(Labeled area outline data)
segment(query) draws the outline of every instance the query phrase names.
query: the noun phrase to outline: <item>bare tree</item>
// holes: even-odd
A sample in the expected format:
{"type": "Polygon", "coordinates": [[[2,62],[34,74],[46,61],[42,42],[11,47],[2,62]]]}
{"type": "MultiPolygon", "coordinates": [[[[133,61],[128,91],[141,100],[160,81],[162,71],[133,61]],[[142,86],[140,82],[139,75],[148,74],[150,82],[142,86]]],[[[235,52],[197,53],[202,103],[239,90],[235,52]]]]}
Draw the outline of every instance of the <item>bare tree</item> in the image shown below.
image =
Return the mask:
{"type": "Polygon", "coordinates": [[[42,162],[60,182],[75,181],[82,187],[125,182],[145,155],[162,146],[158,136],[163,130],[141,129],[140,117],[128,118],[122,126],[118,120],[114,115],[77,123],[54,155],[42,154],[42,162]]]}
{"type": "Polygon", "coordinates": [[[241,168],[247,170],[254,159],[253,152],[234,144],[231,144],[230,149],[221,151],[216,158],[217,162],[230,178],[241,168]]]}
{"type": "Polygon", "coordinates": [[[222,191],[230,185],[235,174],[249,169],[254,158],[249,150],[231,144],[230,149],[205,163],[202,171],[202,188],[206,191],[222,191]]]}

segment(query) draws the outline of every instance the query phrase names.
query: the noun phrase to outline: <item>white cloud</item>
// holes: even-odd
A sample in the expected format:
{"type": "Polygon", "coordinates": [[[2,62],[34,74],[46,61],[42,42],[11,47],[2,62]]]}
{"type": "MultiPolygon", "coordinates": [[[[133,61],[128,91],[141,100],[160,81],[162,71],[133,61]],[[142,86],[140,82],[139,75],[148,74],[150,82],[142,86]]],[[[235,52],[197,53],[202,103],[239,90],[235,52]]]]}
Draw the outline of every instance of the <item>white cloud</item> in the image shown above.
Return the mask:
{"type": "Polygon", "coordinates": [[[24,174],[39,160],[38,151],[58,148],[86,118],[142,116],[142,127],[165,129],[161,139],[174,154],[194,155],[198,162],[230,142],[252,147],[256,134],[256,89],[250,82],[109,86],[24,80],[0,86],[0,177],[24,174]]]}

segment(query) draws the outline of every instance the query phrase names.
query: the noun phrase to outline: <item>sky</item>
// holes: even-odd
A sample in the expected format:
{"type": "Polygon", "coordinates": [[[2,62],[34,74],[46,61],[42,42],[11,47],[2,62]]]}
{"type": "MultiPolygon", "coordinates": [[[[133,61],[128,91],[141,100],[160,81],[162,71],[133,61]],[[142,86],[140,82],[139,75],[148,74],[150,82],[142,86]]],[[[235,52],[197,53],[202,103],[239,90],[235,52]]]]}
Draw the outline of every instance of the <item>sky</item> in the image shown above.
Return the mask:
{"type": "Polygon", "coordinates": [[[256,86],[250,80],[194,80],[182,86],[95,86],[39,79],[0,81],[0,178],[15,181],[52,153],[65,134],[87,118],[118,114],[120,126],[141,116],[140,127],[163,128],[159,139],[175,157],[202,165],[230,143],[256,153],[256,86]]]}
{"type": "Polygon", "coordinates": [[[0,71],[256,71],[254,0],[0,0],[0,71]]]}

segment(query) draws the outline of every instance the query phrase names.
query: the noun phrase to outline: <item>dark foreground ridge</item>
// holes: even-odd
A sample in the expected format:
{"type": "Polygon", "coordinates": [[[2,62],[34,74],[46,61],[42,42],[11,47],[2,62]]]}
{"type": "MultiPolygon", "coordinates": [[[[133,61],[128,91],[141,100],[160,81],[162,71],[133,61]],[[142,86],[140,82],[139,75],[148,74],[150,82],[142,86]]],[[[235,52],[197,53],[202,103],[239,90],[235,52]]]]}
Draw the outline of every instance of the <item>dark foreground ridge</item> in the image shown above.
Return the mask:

### Work required
Tally the lines of the data above that contain the word "noun". Reply with the number only.

### Response to the exercise
4